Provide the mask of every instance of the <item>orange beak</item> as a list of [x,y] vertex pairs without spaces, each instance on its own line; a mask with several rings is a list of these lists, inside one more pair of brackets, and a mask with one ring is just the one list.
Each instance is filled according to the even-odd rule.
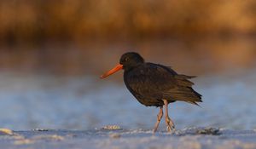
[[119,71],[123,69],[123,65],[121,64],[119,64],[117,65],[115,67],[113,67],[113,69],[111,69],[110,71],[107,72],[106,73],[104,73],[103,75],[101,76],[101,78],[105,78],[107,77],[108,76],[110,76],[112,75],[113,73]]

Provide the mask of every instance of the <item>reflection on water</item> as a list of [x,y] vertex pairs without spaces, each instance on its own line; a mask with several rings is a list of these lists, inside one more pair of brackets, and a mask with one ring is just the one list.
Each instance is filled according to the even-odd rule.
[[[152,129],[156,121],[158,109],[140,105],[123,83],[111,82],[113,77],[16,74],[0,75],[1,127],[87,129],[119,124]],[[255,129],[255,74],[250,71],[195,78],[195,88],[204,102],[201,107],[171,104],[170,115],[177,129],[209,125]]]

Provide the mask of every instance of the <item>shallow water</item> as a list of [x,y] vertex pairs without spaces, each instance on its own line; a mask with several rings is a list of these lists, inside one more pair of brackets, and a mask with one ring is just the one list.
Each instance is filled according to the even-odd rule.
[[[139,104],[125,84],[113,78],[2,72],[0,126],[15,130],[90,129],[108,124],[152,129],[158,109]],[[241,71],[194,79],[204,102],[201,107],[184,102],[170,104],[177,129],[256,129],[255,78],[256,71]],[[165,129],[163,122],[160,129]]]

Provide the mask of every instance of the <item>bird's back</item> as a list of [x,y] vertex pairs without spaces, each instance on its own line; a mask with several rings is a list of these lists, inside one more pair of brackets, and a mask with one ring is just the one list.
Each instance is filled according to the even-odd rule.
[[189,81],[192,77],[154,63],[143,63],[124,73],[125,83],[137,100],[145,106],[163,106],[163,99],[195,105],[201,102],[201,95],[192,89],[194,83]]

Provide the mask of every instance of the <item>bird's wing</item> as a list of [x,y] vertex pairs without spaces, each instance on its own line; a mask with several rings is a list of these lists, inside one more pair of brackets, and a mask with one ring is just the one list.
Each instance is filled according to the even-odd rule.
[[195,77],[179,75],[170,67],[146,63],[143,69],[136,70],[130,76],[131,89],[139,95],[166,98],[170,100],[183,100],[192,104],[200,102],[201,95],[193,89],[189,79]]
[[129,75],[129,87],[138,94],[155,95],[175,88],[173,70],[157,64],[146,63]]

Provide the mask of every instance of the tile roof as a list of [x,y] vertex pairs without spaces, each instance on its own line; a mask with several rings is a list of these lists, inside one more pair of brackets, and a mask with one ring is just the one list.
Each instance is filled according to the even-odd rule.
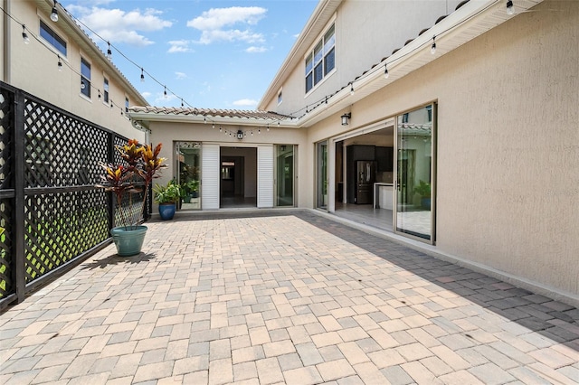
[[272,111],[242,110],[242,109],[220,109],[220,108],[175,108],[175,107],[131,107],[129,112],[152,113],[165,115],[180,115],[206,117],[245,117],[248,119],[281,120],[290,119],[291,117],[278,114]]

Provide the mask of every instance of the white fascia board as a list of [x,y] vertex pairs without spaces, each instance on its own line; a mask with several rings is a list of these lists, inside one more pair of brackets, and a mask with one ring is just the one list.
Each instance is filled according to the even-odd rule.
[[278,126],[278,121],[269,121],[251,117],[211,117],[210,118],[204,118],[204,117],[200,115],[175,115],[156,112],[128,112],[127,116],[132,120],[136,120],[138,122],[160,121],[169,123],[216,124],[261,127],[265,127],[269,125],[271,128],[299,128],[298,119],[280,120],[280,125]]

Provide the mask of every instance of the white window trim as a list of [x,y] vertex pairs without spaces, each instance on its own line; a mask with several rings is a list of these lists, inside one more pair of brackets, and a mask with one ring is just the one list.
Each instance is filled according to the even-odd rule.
==
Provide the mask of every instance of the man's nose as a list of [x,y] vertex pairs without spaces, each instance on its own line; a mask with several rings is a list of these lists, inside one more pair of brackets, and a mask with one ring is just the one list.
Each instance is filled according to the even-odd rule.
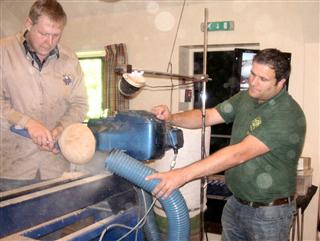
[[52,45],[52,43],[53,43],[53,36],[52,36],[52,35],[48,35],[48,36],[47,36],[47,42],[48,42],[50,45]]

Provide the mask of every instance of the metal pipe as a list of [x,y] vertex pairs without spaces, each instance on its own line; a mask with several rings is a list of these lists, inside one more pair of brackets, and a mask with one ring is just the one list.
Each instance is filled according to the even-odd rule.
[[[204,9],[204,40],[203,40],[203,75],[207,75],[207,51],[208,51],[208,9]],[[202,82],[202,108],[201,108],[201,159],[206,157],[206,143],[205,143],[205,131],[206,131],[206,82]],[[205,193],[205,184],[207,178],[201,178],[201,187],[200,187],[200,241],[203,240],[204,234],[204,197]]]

REQUEST:
Return each line from the rows above that contains the string "trim". Treat uppercase and lowercase letters as different.

THE RESPONSE:
Provide the mask of every instance of the white window trim as a list of [x,y] vertex pairs without spaces, each instance on its own line; a mask with several rings is a list of these lists, inside one more pair of brackets, and a mask with one ring is just the one list.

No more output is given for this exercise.